* What to work on: Copy the records word for word, starting at the beginning of the records and ending at the line that contains "M 217 5 L 217", both ends included. Leave the pictures out of your copy.

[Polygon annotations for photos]
────

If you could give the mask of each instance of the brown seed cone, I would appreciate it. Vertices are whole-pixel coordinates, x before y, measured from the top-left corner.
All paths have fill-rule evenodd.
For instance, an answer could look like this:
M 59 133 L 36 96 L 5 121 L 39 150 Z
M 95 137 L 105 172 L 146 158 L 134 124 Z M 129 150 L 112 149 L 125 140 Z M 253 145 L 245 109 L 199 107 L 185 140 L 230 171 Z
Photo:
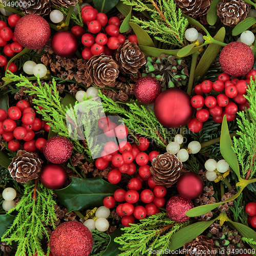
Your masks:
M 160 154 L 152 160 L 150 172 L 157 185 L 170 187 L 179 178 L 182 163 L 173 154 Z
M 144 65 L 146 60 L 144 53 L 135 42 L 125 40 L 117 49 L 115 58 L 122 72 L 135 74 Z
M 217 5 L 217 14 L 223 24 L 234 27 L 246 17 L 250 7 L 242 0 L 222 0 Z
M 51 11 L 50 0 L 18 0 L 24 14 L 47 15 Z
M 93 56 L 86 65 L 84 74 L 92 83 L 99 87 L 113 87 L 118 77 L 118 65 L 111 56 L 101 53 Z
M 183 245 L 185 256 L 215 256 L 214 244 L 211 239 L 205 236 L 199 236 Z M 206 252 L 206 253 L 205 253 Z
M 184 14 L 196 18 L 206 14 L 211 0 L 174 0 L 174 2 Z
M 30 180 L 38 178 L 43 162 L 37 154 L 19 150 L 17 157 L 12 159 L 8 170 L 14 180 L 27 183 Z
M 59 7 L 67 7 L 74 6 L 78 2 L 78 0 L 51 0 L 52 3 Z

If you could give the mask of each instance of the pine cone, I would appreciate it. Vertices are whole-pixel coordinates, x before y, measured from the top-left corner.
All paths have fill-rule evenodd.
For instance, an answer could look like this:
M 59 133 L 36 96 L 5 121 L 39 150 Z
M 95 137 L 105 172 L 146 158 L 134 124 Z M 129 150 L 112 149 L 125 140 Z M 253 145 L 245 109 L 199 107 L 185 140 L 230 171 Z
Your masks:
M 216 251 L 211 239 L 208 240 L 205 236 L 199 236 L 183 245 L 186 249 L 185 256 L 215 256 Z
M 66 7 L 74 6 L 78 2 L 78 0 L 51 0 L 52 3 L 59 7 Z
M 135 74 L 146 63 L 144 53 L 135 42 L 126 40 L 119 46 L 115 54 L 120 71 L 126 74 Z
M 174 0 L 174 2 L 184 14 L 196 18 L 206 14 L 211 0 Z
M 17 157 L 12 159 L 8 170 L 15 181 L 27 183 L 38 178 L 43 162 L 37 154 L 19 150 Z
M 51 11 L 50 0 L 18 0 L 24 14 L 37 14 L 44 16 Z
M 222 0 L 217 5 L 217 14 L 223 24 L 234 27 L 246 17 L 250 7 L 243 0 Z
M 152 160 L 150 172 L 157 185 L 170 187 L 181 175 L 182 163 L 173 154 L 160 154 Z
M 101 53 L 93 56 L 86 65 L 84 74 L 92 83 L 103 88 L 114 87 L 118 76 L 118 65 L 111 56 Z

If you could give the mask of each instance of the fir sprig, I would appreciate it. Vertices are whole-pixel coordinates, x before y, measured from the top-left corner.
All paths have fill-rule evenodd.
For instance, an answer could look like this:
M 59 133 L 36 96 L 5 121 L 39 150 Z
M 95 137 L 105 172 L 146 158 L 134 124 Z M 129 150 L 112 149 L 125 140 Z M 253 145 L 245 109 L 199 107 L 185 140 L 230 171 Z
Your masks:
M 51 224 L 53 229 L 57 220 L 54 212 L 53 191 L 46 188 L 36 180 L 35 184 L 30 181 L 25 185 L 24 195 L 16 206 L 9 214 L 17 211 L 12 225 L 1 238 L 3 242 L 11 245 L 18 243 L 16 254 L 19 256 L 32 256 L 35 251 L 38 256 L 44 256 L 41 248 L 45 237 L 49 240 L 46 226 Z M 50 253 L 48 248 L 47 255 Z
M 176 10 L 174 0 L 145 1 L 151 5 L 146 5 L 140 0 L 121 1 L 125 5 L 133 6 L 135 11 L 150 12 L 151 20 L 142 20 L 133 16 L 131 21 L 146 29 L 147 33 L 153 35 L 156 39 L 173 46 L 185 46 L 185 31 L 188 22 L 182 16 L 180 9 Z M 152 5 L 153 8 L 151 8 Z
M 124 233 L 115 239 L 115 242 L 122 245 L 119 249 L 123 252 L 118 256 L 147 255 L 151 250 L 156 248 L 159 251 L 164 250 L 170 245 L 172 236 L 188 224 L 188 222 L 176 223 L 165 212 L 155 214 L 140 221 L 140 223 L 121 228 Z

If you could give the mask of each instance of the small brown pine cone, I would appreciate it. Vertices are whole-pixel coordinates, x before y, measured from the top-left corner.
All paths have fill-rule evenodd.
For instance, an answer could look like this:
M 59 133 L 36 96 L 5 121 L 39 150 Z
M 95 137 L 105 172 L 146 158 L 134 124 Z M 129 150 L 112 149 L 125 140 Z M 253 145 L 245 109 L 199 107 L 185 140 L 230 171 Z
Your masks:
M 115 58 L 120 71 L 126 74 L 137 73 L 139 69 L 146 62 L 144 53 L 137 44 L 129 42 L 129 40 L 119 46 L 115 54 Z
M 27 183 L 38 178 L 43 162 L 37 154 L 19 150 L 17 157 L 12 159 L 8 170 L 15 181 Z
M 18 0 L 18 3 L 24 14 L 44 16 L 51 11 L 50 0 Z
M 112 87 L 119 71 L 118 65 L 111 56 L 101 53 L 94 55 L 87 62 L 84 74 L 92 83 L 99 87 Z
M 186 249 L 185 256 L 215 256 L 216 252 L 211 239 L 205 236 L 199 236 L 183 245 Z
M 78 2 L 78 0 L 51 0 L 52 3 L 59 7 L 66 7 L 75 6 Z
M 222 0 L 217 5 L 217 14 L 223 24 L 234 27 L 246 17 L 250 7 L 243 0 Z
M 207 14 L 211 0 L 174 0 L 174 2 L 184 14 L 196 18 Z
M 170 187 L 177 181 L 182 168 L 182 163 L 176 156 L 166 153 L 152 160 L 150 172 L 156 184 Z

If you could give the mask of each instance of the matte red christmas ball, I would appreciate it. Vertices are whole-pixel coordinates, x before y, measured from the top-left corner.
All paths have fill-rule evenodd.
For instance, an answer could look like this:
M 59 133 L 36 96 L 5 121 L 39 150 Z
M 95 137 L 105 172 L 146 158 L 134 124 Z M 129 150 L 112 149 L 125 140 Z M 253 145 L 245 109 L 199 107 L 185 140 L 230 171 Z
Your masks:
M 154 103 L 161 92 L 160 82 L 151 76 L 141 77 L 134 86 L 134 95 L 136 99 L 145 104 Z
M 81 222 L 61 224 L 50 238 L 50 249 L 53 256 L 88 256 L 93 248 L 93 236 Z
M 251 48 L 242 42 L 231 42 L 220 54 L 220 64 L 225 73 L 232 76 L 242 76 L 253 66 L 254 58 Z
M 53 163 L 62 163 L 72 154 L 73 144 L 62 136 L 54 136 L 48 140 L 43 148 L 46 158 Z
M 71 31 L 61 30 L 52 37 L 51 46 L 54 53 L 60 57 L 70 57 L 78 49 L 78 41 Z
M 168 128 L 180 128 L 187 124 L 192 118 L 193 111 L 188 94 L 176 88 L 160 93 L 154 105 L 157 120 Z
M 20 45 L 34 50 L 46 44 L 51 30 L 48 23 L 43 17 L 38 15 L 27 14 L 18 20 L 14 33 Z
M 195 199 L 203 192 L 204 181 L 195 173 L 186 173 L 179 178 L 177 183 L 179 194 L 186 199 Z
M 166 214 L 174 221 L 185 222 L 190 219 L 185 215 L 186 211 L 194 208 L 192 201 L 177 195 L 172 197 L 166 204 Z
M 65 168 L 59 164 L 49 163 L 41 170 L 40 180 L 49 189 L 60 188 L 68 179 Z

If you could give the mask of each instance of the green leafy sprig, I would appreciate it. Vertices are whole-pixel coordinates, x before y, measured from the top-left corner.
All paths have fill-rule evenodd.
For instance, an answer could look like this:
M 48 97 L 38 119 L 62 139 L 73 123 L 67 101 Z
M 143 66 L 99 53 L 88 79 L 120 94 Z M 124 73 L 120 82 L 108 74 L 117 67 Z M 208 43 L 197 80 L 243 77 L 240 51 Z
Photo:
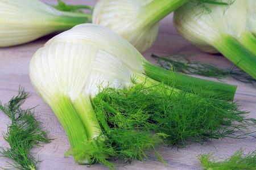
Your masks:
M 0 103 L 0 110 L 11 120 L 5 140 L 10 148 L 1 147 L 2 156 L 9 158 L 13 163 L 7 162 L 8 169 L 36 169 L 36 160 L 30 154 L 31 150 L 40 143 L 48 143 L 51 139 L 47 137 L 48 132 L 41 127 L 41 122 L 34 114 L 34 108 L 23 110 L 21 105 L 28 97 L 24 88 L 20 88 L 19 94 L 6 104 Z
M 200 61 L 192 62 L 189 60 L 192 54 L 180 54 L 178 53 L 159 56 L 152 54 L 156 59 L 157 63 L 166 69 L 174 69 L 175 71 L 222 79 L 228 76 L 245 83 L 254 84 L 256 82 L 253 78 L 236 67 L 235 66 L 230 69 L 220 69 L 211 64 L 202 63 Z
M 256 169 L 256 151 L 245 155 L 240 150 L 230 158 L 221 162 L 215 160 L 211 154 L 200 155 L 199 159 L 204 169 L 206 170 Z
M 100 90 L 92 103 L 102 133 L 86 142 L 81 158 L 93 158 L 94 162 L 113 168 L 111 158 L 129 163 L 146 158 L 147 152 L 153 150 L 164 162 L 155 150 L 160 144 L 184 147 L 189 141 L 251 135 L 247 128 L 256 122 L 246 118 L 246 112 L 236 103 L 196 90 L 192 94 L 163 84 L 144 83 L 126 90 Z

────

* Correct response:
If you could give the mask of each instance of the brown seed cone, I would appreciate it. Vertices are whole-pixel coordinates, x before y, measured from the top-left corner.
All paths have fill-rule evenodd.
For instance, an answer could look like this:
M 59 133 L 36 96 L 5 121 L 39 150 Z
M 95 137 L 105 172 L 146 158 L 134 124 Z M 129 150 L 112 149 L 125 140 Z M 253 145 L 245 109 L 199 107 L 185 140 L 230 171 Z
Photo:
Your masks:
M 160 154 L 152 160 L 150 172 L 157 185 L 170 187 L 179 178 L 182 163 L 173 154 Z
M 144 65 L 146 60 L 144 53 L 135 42 L 125 40 L 117 49 L 115 58 L 122 72 L 135 74 Z
M 217 5 L 217 14 L 223 24 L 234 27 L 246 17 L 250 7 L 242 0 L 222 0 Z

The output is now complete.